#### [Instructions]
• A. Reproduce the part of the STAR mapping post that opens with the words containing "What other parameter" and closes with "the STAR index.".
• B. In the STAR mapping post, why does the poster find it puzzling that most unmapped reads fall into the "too short" bin? Answer in one to three sentences.
• C. According to the STAR mapping post, what share of the reads map to the reference in the final log?

Hi all,
I am currently using STAR to map several Hi-SEQ mRNA runs, and I am very pleased with the run time (working with 200M+ HiSeq runs...)
However, I'm having trouble getting a decent amount of reads to map, but I don't really understand why. I'm hoping you can shed some light :)
In the final log, only about 50% (or less) of the reads map to the reference. I'm using a GTF in addition to the genome.
The unmapped bin that most of the reads fall into is "too short", which I believe Alex has pointed out to be correlated with read quality. But I've run the runs through FastQC, and the quality is pretty good up until the ~85th base out of 101.
What parameter I might be mis-specifying? These are PE 101 Illumina reads, and we have around 200M reads per sample.
What other parameter be causing the unmapped reads: too short set of reads to be so large?
Many Thanks!
Carmen
My command like is like so:
# $1 = READ1 fq file # $2 = READ2 fq file # $3 = PREFIX for Output Files [*.BAM] /path/to/STAR --genomeDir /path/to/Fly/ --readFilesCommand 'zcat -fc' --readFilesIn $1 $2 --runThreadN 32 --genomeLoad LoadAndRemove --outFilterMultimapNmax 100 --outFilterMultimapScoreRange 2 --outSAMstrandField None --outSAMmode Full --outSAMattributes Standard --outSAMunmapped None --outFilterType BySJout --outStd SAM | samtools view -b -o $3_STAR.bam -S -
This is the command line I used to build the STAR index.

(Natural-language object-grounding data)
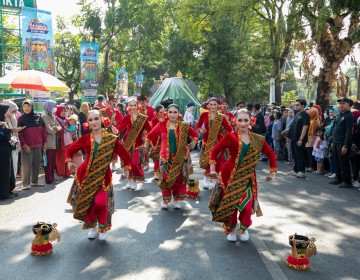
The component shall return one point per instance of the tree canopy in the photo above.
(228, 48)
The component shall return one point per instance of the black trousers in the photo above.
(298, 154)
(355, 164)
(342, 164)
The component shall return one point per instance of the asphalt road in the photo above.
(148, 243)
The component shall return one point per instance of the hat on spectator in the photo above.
(112, 97)
(74, 117)
(190, 104)
(345, 99)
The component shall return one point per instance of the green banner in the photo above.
(17, 3)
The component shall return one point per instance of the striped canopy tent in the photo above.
(177, 90)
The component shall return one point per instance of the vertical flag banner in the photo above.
(272, 91)
(122, 82)
(39, 98)
(37, 40)
(139, 80)
(89, 55)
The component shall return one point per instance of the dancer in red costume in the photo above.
(155, 152)
(149, 111)
(92, 194)
(174, 151)
(210, 125)
(238, 178)
(225, 111)
(115, 118)
(136, 124)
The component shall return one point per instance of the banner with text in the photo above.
(89, 55)
(139, 80)
(122, 82)
(37, 41)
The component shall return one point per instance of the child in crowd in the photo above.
(319, 150)
(276, 133)
(269, 139)
(72, 126)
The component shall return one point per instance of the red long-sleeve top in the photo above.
(161, 130)
(155, 120)
(231, 141)
(118, 118)
(84, 143)
(205, 120)
(127, 123)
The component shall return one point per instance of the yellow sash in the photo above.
(176, 165)
(212, 139)
(134, 131)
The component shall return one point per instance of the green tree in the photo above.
(67, 56)
(282, 28)
(335, 30)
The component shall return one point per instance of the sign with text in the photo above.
(37, 41)
(89, 54)
(122, 81)
(17, 3)
(139, 80)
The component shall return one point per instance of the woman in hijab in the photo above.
(63, 141)
(33, 141)
(12, 123)
(314, 124)
(52, 127)
(7, 177)
(84, 110)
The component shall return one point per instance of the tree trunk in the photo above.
(105, 74)
(358, 93)
(323, 90)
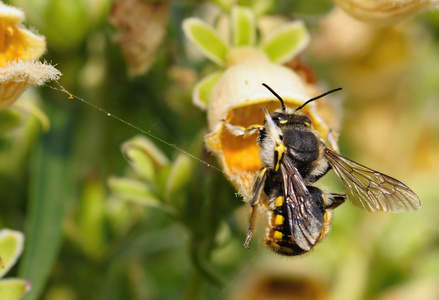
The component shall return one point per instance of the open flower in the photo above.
(19, 50)
(236, 94)
(11, 246)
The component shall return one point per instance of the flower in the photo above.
(19, 50)
(236, 94)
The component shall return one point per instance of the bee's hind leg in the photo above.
(336, 200)
(257, 191)
(240, 130)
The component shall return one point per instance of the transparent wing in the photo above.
(304, 217)
(370, 189)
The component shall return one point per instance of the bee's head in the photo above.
(304, 104)
(282, 119)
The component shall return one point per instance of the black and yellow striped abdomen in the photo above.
(279, 237)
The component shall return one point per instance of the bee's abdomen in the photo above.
(279, 238)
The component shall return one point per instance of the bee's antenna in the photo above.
(315, 98)
(277, 96)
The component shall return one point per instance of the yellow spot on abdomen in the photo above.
(278, 235)
(279, 220)
(279, 201)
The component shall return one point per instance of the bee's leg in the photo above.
(257, 191)
(240, 130)
(337, 200)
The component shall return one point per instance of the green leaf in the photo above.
(178, 179)
(136, 191)
(202, 90)
(206, 39)
(11, 246)
(286, 42)
(133, 190)
(9, 118)
(50, 189)
(91, 218)
(13, 289)
(243, 26)
(144, 156)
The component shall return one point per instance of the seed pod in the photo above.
(384, 12)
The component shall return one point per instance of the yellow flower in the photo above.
(18, 75)
(19, 50)
(15, 40)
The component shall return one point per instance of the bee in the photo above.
(293, 158)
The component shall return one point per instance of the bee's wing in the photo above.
(305, 218)
(370, 189)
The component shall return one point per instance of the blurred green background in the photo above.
(73, 193)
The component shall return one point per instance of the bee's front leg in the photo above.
(257, 191)
(240, 130)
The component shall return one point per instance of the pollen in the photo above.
(278, 235)
(279, 220)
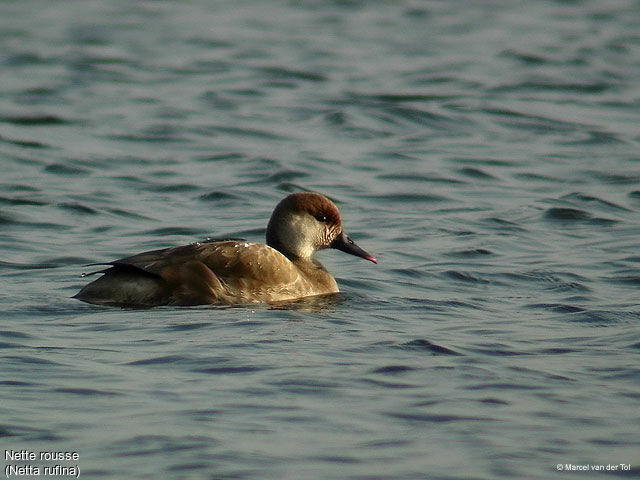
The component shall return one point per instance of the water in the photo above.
(485, 152)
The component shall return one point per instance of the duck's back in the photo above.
(228, 272)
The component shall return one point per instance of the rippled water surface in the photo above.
(486, 152)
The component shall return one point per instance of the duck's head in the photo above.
(304, 223)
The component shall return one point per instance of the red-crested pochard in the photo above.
(234, 271)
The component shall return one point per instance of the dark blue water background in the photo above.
(488, 153)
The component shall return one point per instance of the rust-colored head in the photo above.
(305, 222)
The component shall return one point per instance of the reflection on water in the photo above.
(488, 152)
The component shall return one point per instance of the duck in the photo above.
(234, 271)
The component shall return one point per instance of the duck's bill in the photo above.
(344, 243)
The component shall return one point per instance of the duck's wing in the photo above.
(227, 271)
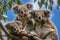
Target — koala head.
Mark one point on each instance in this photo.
(40, 15)
(22, 10)
(13, 27)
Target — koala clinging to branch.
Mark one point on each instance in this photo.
(21, 11)
(44, 27)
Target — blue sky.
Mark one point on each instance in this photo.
(55, 13)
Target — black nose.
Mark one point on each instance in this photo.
(39, 18)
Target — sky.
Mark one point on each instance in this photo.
(55, 13)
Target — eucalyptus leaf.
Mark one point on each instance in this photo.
(40, 4)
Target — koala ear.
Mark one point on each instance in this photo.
(29, 6)
(15, 8)
(47, 13)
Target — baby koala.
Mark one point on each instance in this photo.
(14, 27)
(44, 27)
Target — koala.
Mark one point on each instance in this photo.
(44, 27)
(21, 11)
(14, 27)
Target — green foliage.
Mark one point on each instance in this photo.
(34, 0)
(40, 4)
(5, 6)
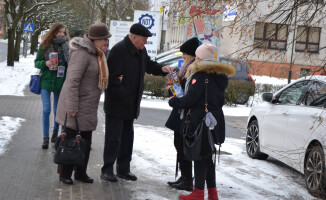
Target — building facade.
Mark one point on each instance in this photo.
(268, 44)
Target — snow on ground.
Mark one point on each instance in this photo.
(13, 80)
(237, 176)
(8, 127)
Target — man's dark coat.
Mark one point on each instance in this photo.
(122, 99)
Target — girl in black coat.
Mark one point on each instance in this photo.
(184, 182)
(205, 67)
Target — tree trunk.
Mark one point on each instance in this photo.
(17, 45)
(34, 42)
(11, 47)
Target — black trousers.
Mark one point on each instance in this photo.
(66, 170)
(118, 145)
(185, 166)
(205, 171)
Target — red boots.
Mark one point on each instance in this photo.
(212, 193)
(195, 195)
(199, 195)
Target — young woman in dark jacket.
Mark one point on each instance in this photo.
(184, 182)
(205, 68)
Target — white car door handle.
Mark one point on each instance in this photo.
(285, 114)
(314, 116)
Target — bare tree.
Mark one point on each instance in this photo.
(16, 12)
(279, 31)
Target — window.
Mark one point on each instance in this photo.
(270, 36)
(304, 72)
(316, 95)
(313, 1)
(307, 39)
(293, 94)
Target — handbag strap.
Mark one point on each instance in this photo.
(77, 127)
(206, 103)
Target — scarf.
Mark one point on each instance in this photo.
(103, 72)
(184, 68)
(60, 42)
(185, 92)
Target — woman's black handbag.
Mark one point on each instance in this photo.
(69, 151)
(192, 139)
(35, 84)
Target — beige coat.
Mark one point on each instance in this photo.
(80, 92)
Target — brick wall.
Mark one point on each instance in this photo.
(280, 70)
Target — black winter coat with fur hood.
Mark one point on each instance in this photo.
(217, 75)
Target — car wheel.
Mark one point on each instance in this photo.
(252, 142)
(314, 172)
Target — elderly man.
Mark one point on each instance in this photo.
(128, 61)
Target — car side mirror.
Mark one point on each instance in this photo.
(267, 96)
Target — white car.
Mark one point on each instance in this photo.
(290, 127)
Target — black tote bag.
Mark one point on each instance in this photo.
(69, 151)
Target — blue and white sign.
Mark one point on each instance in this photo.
(119, 30)
(180, 63)
(29, 27)
(152, 21)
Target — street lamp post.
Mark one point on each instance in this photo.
(293, 40)
(161, 45)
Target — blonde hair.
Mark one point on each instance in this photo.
(187, 59)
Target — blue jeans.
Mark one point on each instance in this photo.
(46, 100)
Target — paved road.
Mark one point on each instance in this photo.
(28, 172)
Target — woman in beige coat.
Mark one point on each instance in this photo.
(86, 77)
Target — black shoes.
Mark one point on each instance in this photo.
(186, 184)
(67, 181)
(127, 176)
(109, 177)
(83, 178)
(45, 144)
(177, 181)
(54, 136)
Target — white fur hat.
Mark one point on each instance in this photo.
(206, 51)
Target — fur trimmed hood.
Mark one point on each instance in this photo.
(210, 66)
(82, 43)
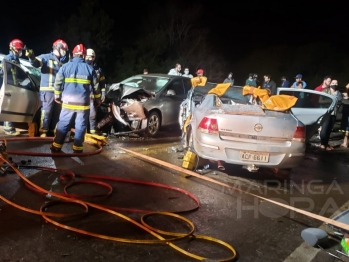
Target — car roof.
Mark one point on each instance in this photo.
(161, 75)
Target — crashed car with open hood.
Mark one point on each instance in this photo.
(143, 104)
(224, 126)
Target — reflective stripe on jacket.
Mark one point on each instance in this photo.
(50, 65)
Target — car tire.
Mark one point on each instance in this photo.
(153, 125)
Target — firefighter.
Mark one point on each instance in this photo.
(16, 48)
(50, 64)
(74, 84)
(90, 59)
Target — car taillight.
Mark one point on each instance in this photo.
(299, 133)
(208, 126)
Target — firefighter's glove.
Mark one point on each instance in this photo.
(30, 54)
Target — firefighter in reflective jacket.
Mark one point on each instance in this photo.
(74, 84)
(90, 59)
(50, 64)
(16, 47)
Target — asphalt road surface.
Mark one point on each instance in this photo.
(131, 187)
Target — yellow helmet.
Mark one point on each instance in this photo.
(90, 52)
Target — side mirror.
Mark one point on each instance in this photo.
(170, 92)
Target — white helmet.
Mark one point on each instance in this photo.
(90, 52)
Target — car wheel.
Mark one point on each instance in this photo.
(187, 138)
(153, 124)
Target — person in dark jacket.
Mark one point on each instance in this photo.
(229, 79)
(16, 47)
(50, 64)
(74, 84)
(90, 59)
(269, 84)
(285, 82)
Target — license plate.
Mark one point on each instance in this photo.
(254, 157)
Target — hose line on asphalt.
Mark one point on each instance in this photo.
(65, 197)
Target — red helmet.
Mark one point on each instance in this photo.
(60, 44)
(200, 72)
(16, 45)
(79, 50)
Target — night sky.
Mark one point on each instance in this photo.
(236, 28)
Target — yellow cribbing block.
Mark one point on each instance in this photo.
(95, 139)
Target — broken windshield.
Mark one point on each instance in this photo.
(151, 84)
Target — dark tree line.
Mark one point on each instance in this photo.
(168, 34)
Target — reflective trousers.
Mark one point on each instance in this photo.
(67, 119)
(8, 126)
(49, 113)
(93, 117)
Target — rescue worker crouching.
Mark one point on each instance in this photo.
(74, 84)
(50, 64)
(90, 59)
(16, 47)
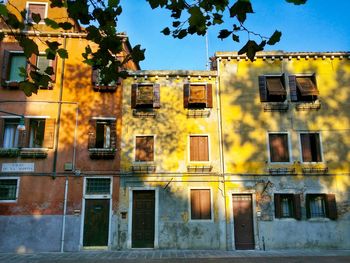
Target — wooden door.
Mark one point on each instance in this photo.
(243, 221)
(143, 219)
(96, 222)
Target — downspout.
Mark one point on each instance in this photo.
(221, 146)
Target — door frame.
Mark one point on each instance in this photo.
(231, 217)
(104, 197)
(156, 205)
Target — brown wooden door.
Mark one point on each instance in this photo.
(96, 222)
(243, 221)
(143, 219)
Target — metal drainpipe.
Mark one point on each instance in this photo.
(221, 146)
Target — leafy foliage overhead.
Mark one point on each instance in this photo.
(99, 18)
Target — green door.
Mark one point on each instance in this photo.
(96, 222)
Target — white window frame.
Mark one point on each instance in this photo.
(289, 147)
(17, 189)
(211, 205)
(301, 149)
(37, 3)
(154, 149)
(189, 148)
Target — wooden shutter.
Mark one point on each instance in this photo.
(331, 207)
(2, 132)
(49, 135)
(133, 95)
(306, 147)
(209, 96)
(263, 89)
(5, 66)
(113, 134)
(92, 134)
(186, 95)
(156, 96)
(278, 212)
(297, 207)
(293, 88)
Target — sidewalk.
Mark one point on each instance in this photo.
(167, 255)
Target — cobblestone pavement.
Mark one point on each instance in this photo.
(169, 256)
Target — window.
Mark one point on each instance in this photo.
(200, 204)
(198, 95)
(279, 148)
(287, 206)
(321, 205)
(10, 139)
(8, 189)
(144, 150)
(145, 96)
(303, 88)
(199, 151)
(37, 8)
(311, 147)
(96, 186)
(272, 89)
(102, 134)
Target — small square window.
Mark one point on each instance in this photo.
(200, 204)
(311, 147)
(279, 147)
(8, 189)
(272, 88)
(199, 148)
(144, 149)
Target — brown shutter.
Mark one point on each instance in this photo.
(306, 147)
(156, 96)
(293, 88)
(5, 66)
(92, 134)
(133, 95)
(195, 204)
(278, 211)
(209, 96)
(263, 89)
(205, 207)
(113, 135)
(2, 132)
(23, 136)
(49, 135)
(186, 94)
(331, 207)
(297, 207)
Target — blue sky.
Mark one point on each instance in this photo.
(319, 25)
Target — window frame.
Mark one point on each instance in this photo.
(28, 20)
(189, 148)
(17, 189)
(154, 148)
(301, 147)
(211, 205)
(289, 147)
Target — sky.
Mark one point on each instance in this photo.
(318, 25)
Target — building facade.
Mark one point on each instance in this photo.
(249, 155)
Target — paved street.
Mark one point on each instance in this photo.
(183, 256)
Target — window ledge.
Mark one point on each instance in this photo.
(275, 106)
(102, 153)
(33, 152)
(198, 113)
(9, 152)
(304, 106)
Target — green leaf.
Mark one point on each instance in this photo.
(51, 23)
(36, 18)
(166, 31)
(276, 36)
(224, 34)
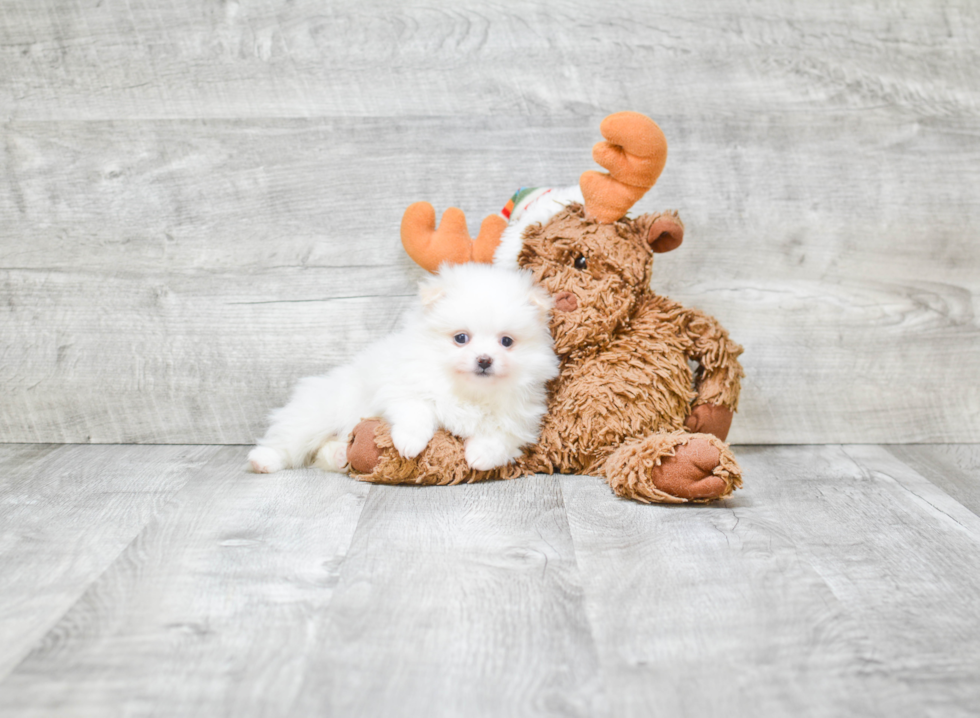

#### [Expected results]
• A.
What other parameter be causing the unmapped reads: too short set of reads to be so large?
Many Thanks!
Carmen
My command like is like so:
# $1 = READ1 fq file # $2 = READ2 fq file # $3 = PREFIX for Output Files [*.BAM] /path/to/STAR --genomeDir /path/to/Fly/ --readFilesCommand 'zcat -fc' --readFilesIn $1 $2 --runThreadN 32 --genomeLoad LoadAndRemove --outFilterMultimapNmax 100 --outFilterMultimapScoreRange 2 --outSAMstrandField None --outSAMmode Full --outSAMattributes Standard --outSAMunmapped None --outFilterType BySJout --outStd SAM | samtools view -b -o $3_STAR.bam -S -
This is the command line I used to build the STAR index.

• B. Alex has pointed out that the "too short" category is correlated with read quality. Yet FastQC shows the quality is pretty good up until about the 85th base out of 101, so quality alone doesn't seem to explain it.

• C. About 50% or less.